# Your goal
The entries that follow include a run beginning at the line with "Target: door panel" and ending at the line with "Q: Point to the arched"; restate that run word for word and leave the rest out.

# Material shown
----

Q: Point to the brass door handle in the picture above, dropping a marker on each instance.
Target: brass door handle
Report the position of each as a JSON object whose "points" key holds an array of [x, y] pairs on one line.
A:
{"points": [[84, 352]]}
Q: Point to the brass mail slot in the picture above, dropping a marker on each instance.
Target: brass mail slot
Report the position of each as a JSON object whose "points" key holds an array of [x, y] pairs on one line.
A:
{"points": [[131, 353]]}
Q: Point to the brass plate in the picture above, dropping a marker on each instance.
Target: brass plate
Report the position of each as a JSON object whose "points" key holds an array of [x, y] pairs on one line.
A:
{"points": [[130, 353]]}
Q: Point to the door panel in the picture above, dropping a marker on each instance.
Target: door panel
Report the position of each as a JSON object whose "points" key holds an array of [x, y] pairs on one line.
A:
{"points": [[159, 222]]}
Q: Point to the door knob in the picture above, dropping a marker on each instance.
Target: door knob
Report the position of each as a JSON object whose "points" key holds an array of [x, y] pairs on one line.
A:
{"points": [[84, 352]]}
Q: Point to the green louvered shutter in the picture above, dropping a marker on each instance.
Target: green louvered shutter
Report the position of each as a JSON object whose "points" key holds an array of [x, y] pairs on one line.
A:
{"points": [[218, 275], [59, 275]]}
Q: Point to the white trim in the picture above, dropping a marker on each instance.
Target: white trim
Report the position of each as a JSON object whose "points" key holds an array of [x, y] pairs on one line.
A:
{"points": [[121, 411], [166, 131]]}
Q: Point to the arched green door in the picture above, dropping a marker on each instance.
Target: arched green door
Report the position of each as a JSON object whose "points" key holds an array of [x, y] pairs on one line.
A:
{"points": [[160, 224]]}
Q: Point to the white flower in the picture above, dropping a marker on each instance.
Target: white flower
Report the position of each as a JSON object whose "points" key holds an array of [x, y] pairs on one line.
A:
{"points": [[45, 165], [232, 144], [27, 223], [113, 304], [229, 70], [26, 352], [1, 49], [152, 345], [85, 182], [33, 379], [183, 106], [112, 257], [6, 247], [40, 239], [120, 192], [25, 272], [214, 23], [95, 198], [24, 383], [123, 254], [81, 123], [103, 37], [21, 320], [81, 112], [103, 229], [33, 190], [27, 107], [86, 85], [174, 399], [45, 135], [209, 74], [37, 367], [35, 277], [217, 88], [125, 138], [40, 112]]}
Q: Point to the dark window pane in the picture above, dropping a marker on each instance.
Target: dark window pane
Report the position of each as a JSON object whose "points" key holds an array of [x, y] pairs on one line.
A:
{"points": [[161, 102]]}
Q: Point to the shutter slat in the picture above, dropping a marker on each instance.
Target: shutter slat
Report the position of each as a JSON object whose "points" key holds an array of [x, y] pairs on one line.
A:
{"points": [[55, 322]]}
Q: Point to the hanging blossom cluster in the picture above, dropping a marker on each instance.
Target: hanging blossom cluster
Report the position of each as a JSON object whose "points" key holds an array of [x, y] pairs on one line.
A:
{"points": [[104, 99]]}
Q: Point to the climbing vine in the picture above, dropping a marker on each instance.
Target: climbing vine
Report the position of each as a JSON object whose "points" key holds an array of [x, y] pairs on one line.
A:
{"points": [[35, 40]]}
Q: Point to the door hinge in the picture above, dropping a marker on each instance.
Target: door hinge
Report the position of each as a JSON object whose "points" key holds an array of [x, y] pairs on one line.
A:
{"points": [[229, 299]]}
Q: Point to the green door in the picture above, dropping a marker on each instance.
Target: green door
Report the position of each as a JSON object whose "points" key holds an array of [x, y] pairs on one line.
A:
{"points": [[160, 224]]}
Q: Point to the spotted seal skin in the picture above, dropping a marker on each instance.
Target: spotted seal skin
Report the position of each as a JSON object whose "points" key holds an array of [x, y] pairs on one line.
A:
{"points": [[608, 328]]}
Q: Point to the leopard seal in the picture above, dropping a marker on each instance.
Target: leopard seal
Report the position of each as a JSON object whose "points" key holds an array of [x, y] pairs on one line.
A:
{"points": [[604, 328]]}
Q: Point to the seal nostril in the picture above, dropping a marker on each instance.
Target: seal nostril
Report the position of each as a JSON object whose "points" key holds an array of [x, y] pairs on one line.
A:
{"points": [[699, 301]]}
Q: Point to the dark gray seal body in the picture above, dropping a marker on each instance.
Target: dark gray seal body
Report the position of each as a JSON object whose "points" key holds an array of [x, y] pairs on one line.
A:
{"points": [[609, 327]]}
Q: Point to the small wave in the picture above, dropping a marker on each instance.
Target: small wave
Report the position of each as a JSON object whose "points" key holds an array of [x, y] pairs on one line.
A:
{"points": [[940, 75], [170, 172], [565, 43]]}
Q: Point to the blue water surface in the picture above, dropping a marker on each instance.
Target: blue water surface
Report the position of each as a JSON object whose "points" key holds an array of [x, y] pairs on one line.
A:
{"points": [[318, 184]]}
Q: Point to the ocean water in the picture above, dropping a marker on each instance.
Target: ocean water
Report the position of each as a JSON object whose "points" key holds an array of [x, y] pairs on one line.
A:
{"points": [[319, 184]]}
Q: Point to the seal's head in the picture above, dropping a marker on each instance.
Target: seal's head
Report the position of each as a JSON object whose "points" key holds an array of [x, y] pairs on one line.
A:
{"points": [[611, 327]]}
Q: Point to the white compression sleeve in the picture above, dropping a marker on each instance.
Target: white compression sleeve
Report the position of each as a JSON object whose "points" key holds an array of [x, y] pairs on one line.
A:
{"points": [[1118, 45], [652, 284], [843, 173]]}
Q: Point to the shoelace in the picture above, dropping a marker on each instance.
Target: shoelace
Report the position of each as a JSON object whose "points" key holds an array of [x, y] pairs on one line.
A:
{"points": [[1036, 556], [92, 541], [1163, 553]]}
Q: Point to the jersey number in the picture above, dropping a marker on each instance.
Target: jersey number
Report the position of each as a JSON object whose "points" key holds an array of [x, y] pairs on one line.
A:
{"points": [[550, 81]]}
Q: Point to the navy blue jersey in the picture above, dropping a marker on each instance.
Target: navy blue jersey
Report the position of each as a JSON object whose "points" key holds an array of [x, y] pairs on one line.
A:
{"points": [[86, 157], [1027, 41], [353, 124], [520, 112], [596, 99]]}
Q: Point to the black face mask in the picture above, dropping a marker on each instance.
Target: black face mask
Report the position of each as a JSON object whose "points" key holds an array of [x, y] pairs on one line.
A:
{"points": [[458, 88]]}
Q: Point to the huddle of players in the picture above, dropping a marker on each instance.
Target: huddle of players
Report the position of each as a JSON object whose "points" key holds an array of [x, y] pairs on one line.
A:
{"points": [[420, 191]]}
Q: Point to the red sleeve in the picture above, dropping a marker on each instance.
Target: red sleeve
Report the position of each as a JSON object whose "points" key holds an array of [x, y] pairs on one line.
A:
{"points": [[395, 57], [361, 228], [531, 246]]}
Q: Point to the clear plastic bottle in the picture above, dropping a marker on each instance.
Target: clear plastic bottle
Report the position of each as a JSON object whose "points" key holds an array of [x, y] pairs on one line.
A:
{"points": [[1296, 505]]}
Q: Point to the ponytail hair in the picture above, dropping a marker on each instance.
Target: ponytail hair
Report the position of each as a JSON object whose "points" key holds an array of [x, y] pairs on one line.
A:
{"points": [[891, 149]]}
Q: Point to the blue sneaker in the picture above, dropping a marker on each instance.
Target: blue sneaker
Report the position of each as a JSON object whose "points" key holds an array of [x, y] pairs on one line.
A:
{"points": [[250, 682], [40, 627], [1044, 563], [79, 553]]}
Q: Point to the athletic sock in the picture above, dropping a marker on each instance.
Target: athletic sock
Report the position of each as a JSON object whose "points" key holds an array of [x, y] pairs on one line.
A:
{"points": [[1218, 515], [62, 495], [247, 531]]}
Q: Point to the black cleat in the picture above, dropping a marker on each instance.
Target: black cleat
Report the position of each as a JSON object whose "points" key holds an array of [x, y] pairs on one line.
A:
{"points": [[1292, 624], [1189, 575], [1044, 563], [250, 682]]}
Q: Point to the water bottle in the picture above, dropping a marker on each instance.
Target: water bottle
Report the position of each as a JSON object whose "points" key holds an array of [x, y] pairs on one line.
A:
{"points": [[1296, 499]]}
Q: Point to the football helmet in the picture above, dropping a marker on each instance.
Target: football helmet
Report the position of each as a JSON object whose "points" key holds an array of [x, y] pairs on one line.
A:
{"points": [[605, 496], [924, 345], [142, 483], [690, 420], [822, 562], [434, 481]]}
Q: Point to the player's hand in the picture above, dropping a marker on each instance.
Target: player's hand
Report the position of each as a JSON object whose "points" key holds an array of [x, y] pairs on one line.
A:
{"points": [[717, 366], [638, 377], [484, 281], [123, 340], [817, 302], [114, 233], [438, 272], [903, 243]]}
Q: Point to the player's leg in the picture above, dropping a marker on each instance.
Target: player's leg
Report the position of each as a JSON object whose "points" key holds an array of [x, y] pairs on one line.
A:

----

# Answer to the exercise
Target: door panel
Report the position of each as a JSON object whose "points" key holds an array of [x, y] pairs on one line.
A:
{"points": [[159, 222]]}
Q: Point to the door knob in the picture above, dropping a marker on each instance.
Target: door knob
Report the position of each as a JSON object whose "points" key holds an array of [x, y] pairs on one line.
A:
{"points": [[84, 352]]}
Q: Point to the green louvered shutter in the picture above, dropping a marker on each instance.
Target: green louvered shutter
Report the position of each as a JSON object whose "points" key holds an array of [x, y] pairs on one line.
A:
{"points": [[218, 275], [59, 275]]}
Q: Point to the white trim in the picture above, dropping a marker on each instance.
Target: white trim
Report the position of each as a JSON object whose "points" key holds an array of [x, y] pairs on one line.
A:
{"points": [[121, 411], [166, 131]]}
Q: Point to the arched green door in the picture above, dropping a marker on each instance.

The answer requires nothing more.